# Champion Lightweight Operator



## SA_Shooter (Jan 17, 2018)

aka CLWO. 

Here's mine. It's got a few custom touches...the G10 grips, I use Wilson Combat magazines, I sent it back to SACS for some trigger work, a rear slide cut, a low profile Bomar style fully adjustable rear sight with fiber optic front.


----------



## AllenFromPa (Dec 4, 2017)

Nice gun! Looks spensive hehe.


----------



## wirenut (Dec 16, 2015)

Nice firearm!!
I just got a Range Officer, weather has been too bad so I haven't taken it out yet.


----------



## SA_Shooter (Jan 17, 2018)

AllenFromPa said:


> Nice gun! Looks spensive hehe.


Thanks!

It ain't the cheapest one out there but, then again, it surely isn't super expensive, either. Costs did go up with the mods but not excessively so.


----------



## SA_Shooter (Jan 17, 2018)

wirenut said:


> Nice firearm!!
> I just got a Range Officer, weather has been too bad so I haven't taken it out yet.


Thanks! Nice lookin' RO ya got there!


----------



## AllenFromPa (Dec 4, 2017)

I found a great deal on a 1911. Hope it is still available in Feb. Im 200.00 shy of getting it this month.


----------



## berettatoter (Sep 1, 2011)

Sharp looking pistol there OP! :smt1099


----------
# # # # # # #
▸ **Requests**:
1. Decide whether each statement agrees with the Champion Lightweight Operator thread, answering yes or no and quoting the deciding words: (a) SA_Shooter sent the pistol back to SACS for trigger work; (b) wirenut has already taken the new Range Officer out; (c) AllenFromPa is 200.00 short of buying the 1911 this month.
2. Copy the Champion Lightweight Operator thread from "Thanks! Nice lookin'" up to and including "it this month.", substituting "good price" for "great deal".

Dataset rows showing where objects appear
# # # # # # #
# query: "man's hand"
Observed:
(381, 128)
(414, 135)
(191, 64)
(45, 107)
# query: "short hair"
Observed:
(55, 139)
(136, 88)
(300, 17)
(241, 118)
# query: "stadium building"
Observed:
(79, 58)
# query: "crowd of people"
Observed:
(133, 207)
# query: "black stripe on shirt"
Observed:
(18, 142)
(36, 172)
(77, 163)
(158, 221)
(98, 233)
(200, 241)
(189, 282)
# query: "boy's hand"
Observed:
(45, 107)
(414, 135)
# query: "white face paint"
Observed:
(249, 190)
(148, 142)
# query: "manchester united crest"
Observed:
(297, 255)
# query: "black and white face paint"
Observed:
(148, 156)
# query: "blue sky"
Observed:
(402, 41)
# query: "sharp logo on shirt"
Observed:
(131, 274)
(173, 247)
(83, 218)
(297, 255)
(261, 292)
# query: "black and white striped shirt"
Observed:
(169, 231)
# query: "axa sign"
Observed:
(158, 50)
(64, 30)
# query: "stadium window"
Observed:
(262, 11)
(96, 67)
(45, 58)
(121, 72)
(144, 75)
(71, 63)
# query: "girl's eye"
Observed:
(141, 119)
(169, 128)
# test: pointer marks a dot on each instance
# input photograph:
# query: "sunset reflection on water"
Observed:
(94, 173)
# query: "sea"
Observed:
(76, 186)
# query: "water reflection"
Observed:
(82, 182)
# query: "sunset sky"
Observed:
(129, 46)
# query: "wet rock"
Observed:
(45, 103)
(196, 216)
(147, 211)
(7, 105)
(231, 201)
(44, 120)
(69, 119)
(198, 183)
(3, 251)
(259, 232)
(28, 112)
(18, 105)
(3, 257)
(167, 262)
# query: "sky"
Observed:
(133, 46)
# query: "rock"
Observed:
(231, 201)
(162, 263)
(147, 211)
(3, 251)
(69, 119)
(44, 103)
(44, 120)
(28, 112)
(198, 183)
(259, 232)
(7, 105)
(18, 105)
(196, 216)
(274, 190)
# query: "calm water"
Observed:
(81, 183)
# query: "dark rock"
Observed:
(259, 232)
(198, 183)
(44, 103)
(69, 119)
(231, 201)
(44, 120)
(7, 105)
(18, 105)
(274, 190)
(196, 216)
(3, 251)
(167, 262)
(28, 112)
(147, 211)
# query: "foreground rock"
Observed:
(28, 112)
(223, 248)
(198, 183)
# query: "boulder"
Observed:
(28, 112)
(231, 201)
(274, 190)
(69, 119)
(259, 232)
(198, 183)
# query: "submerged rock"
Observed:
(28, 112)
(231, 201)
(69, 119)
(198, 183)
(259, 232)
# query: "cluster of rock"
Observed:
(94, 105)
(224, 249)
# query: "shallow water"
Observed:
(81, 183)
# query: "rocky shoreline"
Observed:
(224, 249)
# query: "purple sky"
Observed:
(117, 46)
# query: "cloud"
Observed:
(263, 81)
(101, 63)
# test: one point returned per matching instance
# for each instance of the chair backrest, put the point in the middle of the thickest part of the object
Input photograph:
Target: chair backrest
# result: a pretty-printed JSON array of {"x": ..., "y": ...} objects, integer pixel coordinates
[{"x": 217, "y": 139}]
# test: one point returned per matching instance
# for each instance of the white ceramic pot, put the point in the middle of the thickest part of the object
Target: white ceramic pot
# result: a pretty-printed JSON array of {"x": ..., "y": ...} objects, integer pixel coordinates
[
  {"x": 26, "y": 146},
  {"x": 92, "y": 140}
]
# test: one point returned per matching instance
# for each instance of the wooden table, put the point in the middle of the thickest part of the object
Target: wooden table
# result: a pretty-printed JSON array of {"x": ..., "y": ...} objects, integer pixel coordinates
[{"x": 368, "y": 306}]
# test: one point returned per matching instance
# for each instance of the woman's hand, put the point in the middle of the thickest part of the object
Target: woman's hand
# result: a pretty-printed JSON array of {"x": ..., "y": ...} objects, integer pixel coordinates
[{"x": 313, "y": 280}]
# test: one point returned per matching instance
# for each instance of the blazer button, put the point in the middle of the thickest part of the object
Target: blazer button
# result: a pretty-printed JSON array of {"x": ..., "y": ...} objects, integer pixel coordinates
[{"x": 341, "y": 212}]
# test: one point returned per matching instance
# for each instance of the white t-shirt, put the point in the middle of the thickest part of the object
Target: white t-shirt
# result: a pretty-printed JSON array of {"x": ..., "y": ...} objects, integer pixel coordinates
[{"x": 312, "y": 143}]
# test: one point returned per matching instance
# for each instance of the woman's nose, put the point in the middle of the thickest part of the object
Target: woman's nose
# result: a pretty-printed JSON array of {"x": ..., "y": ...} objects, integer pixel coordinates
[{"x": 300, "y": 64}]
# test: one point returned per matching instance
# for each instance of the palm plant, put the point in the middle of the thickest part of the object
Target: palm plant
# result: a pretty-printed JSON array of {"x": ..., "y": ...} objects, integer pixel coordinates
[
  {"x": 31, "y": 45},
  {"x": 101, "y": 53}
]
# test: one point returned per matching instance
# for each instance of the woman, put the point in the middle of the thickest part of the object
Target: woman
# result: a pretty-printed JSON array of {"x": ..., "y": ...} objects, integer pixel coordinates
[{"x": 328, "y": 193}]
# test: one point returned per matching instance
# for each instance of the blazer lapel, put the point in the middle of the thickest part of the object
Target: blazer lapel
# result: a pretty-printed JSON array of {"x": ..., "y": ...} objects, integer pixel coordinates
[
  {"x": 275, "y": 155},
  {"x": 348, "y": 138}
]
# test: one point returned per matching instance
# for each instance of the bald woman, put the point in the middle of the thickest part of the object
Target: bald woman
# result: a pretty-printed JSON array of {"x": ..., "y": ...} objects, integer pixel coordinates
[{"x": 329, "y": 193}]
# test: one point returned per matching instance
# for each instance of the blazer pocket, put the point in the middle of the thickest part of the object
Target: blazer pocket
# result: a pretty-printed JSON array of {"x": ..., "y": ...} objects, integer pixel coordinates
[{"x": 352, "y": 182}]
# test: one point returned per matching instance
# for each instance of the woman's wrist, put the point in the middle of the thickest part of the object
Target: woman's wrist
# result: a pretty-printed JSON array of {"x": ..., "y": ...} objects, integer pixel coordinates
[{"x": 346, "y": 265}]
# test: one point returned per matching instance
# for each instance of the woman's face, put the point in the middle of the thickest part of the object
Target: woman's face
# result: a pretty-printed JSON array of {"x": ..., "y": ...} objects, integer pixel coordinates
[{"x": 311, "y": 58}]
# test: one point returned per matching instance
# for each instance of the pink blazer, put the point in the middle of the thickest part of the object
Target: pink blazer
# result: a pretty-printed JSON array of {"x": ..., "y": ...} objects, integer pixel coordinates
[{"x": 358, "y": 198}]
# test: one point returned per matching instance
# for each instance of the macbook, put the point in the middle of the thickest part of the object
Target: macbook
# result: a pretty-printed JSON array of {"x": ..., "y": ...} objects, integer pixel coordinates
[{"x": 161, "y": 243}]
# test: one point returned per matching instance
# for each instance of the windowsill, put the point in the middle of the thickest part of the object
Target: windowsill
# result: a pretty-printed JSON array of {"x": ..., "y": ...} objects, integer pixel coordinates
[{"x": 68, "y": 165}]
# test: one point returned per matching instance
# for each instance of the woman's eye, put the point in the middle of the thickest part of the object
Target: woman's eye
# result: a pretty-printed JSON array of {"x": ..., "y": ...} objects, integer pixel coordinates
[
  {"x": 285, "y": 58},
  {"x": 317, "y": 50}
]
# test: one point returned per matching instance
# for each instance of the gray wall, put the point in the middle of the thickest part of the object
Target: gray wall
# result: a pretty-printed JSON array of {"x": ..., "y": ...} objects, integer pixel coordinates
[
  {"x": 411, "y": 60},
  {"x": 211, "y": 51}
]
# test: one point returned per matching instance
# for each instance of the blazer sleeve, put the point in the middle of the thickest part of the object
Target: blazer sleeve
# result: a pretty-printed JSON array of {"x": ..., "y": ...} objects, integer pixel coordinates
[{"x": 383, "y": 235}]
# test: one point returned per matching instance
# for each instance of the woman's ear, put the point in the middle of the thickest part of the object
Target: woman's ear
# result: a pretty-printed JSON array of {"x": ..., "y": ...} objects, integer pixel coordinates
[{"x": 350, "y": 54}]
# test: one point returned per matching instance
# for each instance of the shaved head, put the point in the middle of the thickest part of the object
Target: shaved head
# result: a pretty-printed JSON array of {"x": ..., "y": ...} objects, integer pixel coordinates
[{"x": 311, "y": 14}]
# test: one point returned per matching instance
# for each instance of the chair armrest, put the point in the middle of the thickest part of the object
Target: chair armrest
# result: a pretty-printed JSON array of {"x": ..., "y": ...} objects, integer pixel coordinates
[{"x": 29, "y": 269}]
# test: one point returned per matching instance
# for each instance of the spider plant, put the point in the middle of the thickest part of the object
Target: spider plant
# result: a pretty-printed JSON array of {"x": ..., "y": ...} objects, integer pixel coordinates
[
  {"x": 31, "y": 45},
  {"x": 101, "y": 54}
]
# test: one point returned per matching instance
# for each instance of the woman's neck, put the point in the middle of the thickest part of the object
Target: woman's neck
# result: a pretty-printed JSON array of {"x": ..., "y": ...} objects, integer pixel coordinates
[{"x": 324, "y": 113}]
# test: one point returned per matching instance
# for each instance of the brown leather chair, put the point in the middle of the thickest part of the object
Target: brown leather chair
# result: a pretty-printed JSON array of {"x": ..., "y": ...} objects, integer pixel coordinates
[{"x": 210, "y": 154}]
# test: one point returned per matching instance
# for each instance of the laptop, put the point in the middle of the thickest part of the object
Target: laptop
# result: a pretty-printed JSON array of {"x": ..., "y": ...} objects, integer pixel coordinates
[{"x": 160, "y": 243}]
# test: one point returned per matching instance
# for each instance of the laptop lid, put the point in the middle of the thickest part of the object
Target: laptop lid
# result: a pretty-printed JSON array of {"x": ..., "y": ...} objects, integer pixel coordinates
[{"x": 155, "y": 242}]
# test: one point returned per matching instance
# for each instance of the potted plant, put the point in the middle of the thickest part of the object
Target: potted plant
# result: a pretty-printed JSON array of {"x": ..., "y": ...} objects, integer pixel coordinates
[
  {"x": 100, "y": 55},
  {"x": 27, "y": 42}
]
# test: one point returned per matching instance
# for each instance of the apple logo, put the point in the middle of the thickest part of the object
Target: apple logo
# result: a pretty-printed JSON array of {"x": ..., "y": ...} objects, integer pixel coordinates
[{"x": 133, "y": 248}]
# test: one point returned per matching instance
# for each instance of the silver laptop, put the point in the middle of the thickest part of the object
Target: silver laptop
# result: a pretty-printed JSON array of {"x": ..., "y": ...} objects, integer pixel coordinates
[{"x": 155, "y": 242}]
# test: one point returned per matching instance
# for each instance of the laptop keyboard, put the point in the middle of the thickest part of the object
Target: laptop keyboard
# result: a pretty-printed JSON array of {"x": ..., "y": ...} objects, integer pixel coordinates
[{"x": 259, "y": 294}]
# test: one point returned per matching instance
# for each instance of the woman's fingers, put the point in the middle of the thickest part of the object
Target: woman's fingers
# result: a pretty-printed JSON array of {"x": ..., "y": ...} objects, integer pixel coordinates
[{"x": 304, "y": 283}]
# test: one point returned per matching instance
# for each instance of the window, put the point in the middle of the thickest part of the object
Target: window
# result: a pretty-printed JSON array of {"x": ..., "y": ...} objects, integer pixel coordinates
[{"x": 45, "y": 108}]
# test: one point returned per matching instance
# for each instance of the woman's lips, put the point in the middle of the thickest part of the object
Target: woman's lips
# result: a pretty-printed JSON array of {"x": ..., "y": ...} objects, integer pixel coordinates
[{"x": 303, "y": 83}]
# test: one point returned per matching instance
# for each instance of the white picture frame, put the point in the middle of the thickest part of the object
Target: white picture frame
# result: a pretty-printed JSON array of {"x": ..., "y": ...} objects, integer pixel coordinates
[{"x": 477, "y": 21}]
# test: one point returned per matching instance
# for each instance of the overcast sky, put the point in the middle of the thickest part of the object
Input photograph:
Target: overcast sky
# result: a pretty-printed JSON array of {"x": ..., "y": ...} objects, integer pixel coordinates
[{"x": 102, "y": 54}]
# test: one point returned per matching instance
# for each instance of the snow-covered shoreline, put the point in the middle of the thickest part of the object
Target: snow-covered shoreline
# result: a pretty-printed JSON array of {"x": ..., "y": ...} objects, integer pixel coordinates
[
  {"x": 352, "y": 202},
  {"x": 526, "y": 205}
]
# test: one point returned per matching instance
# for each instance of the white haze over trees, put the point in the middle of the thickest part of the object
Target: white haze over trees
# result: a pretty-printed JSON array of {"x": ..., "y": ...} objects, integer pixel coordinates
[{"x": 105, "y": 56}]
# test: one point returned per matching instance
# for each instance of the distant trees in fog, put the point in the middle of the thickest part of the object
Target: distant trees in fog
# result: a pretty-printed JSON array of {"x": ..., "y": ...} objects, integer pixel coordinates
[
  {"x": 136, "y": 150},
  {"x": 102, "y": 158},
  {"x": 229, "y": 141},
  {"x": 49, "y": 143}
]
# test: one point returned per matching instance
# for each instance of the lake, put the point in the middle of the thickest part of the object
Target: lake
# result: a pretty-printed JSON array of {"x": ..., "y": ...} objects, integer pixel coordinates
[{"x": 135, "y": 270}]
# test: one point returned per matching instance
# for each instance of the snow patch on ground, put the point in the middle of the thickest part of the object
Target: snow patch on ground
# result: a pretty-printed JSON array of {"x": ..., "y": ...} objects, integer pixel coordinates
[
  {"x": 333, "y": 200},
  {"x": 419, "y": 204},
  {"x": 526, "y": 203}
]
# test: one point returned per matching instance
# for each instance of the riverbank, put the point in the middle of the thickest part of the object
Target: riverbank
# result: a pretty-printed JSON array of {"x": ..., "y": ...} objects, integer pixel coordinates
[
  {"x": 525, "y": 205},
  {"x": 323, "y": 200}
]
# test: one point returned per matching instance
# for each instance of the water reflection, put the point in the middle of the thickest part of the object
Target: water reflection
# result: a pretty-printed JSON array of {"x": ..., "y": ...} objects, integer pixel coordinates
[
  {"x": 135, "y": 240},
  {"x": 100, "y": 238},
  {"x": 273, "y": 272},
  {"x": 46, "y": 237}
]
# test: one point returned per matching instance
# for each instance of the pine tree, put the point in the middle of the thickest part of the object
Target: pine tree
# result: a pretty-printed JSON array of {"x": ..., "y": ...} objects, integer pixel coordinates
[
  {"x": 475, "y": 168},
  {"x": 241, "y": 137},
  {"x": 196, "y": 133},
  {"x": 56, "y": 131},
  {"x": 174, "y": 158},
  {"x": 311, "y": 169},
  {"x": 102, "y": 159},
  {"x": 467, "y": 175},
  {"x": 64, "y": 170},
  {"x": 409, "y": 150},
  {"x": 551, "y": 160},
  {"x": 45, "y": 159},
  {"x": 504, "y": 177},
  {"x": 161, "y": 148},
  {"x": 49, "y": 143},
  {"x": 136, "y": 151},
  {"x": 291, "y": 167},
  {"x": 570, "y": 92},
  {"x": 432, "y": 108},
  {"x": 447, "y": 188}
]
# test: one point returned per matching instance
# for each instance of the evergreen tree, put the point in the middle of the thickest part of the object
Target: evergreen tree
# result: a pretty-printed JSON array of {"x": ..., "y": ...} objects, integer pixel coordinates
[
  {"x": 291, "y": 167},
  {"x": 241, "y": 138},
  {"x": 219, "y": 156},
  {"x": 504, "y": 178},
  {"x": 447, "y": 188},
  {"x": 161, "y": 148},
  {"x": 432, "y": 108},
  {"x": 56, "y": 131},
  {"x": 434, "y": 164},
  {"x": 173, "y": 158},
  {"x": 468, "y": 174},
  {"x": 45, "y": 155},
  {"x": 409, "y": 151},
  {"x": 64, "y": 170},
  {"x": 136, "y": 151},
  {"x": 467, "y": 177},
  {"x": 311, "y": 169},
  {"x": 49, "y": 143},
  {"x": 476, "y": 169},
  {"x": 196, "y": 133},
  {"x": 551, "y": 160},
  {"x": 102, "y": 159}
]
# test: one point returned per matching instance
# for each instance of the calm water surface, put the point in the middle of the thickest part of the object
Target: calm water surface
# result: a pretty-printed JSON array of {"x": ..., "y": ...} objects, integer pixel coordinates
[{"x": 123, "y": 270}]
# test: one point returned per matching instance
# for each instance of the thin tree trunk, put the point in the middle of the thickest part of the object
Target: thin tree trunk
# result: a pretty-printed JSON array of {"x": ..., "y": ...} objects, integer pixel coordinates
# # # # # # #
▸ **Answers given**:
1.
(a) Yes: "I sent it back to SACS for some trigger work"
(b) No: "weather has been too bad so I haven't taken it out yet"
(c) Yes: "Im 200.00 shy of getting it this month."

2.
Thanks! Nice lookin' RO ya got there!


----------



## AllenFromPa (Dec 4, 2017)

I found a good price on a 1911. Hope it is still available in Feb. Im 200.00 shy of getting it this month.